[START OF Source excerpt]
That story isn't cruel — it's actually how most of us were raised to think. It's the default setting. And it contains a grain of practical wisdom: pay attention to the physical world, it matters.

But here's the problem with that frame: it makes us perpetually reactive. Always at the mercy of whatever "cause" shows up next. Always asking "why is this happening to me?" instead of "wait, who's actually running this show?"

What if there's only one channel?

Moses had a burning bush moment. Not a metaphor — he literally stood in front of a bush that was on fire and wasn't burning up, and a voice spoke out of it. Dramatic? Sure. But the message is the interesting part: there is one God, one source, one power operating here — and it sees suffering, it cares, and it moves.

Moses was, by that point, a man who had run from his calling. He'd been educated in the most sophisticated court in the world (Egyptian wisdom was no joke), and he'd spent forty years tending sheep in the wilderness. He thought his moment had passed. But the one Cause hadn't moved on. The source that "created humankind upon the earth and stretched out the heavens" doesn't have an off switch.
[END OF Source excerpt]
▶ [Short exercise]
In the excerpt about Moses and the burning bush, how long did Moses spend tending sheep in the wilderness?
[START OF Entries]
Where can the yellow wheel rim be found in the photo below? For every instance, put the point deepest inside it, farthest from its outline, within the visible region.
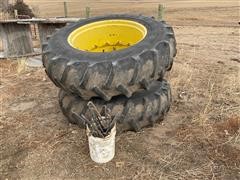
(107, 35)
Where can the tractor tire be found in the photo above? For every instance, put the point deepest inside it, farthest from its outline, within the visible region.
(107, 74)
(143, 109)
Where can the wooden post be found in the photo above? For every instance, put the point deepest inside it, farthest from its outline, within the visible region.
(15, 13)
(160, 12)
(17, 39)
(87, 12)
(65, 9)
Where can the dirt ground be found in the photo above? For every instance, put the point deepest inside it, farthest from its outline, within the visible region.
(199, 139)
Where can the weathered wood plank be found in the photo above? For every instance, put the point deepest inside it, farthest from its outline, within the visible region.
(17, 40)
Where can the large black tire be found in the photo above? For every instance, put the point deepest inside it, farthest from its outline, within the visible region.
(109, 74)
(143, 109)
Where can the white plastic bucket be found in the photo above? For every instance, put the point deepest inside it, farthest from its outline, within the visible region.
(102, 150)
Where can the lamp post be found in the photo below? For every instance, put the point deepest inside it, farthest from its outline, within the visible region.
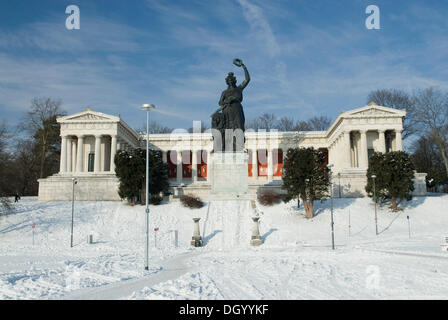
[END OF Entries]
▶ [Worked answer]
Forty years.